YOUR OBJECTIVE ▸
Count the lines in the listing below that contain the string "light", treating uppercase and lowercase as different. Reply with the number only.

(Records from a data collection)
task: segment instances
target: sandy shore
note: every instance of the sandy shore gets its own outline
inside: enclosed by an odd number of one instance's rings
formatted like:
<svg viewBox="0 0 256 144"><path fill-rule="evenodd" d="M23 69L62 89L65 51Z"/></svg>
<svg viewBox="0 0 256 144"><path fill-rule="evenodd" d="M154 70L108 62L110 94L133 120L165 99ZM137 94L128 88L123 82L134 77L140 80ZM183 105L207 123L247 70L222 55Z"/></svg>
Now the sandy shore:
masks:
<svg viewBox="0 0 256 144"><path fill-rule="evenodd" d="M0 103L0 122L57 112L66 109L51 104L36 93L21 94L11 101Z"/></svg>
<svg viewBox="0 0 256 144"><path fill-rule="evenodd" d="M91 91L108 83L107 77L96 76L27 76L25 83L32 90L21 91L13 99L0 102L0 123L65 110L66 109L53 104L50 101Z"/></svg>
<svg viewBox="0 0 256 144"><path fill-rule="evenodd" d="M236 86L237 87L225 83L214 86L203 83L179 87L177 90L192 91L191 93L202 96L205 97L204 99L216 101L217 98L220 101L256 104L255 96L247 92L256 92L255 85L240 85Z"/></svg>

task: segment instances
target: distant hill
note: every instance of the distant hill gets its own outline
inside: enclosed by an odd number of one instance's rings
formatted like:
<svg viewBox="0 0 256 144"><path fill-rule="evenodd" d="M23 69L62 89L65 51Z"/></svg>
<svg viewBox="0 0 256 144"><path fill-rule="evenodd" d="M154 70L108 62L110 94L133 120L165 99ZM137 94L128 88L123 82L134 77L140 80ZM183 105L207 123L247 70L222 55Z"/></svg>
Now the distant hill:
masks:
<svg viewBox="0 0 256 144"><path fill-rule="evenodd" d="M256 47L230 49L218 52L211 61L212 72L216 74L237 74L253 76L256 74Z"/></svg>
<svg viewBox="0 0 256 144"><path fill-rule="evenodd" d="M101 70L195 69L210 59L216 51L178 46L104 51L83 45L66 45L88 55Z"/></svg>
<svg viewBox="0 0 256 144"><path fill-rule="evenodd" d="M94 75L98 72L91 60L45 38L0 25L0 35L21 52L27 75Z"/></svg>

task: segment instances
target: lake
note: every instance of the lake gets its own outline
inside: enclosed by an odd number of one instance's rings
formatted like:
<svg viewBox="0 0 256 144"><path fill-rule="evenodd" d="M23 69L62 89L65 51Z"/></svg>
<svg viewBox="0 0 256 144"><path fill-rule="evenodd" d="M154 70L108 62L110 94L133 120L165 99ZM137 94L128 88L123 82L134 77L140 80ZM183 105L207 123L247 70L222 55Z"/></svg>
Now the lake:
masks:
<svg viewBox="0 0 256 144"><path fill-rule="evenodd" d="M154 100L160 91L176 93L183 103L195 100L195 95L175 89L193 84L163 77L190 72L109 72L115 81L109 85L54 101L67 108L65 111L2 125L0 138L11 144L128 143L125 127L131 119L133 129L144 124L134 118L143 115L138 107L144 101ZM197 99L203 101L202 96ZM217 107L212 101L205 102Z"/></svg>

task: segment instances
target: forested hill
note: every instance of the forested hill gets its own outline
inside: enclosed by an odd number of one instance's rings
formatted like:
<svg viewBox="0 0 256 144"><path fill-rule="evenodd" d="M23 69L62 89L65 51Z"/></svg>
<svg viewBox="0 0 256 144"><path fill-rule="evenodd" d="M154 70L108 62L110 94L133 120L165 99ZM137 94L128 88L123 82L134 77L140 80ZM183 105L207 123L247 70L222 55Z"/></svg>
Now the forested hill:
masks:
---
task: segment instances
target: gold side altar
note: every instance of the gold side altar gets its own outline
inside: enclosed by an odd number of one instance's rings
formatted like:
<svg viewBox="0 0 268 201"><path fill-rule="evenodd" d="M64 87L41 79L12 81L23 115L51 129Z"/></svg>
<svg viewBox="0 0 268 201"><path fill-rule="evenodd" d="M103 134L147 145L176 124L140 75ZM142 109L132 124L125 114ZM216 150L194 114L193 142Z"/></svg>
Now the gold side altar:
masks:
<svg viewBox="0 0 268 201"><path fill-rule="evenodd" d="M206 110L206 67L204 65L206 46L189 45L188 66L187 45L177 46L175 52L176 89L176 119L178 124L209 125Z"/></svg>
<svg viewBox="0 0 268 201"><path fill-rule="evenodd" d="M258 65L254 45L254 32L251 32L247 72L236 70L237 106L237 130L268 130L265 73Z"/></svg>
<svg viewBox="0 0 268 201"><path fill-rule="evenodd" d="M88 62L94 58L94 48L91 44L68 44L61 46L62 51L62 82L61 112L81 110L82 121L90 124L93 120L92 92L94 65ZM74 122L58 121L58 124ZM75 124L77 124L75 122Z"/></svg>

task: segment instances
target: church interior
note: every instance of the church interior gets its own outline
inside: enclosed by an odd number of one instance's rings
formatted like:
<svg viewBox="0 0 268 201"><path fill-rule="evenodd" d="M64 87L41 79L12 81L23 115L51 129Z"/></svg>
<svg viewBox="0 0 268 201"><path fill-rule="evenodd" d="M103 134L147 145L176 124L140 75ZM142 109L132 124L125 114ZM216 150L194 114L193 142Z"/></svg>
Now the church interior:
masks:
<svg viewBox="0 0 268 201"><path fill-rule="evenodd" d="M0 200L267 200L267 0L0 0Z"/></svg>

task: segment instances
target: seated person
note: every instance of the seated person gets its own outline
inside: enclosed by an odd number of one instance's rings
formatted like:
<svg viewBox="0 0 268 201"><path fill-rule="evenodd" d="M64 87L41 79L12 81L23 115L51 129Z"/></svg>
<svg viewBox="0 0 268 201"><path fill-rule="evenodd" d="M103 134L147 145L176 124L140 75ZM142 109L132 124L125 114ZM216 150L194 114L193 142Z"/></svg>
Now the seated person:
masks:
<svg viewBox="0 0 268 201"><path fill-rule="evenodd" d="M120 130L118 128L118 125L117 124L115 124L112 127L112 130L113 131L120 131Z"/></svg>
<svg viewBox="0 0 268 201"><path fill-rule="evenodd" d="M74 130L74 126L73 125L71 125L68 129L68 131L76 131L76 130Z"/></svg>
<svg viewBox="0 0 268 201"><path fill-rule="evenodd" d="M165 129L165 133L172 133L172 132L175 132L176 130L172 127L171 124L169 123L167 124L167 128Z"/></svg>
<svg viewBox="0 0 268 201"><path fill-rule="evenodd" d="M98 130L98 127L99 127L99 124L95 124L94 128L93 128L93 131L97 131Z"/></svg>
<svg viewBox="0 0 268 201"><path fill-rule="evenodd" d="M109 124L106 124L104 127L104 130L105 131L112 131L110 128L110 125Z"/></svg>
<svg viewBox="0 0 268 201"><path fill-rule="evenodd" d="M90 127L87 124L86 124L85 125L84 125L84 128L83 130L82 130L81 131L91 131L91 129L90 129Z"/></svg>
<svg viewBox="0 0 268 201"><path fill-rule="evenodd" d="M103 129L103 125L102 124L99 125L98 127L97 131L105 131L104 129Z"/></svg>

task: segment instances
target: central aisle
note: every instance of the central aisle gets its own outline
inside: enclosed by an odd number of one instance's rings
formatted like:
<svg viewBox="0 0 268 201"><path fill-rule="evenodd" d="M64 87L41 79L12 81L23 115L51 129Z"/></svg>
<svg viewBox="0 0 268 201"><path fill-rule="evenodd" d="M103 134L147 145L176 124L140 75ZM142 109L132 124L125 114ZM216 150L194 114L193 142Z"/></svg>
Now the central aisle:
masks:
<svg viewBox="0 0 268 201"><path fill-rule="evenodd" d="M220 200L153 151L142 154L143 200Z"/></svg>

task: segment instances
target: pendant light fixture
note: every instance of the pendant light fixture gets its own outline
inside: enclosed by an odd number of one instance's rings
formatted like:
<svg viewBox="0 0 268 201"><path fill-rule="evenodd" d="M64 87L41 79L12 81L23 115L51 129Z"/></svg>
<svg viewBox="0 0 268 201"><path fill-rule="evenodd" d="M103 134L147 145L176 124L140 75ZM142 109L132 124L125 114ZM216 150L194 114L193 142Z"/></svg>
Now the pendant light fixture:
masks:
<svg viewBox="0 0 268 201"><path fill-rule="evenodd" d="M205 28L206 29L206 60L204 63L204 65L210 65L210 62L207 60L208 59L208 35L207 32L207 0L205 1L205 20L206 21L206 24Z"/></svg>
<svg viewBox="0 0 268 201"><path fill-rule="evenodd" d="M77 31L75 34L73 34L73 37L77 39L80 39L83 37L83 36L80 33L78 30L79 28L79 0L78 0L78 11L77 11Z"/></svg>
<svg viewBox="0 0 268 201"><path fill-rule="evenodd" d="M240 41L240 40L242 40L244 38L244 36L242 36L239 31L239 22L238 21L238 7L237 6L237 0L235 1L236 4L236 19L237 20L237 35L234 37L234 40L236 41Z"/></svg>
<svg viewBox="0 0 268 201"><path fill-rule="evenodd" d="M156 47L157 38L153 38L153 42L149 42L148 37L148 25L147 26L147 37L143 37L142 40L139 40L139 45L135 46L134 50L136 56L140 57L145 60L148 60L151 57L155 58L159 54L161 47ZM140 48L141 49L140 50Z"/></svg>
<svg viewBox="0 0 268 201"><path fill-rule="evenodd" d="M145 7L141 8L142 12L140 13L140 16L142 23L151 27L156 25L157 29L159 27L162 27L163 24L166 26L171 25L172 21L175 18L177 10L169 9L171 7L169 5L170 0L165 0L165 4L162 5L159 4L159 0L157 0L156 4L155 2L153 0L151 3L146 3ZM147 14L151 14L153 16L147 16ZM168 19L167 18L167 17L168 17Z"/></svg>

TASK RESULT ▸
3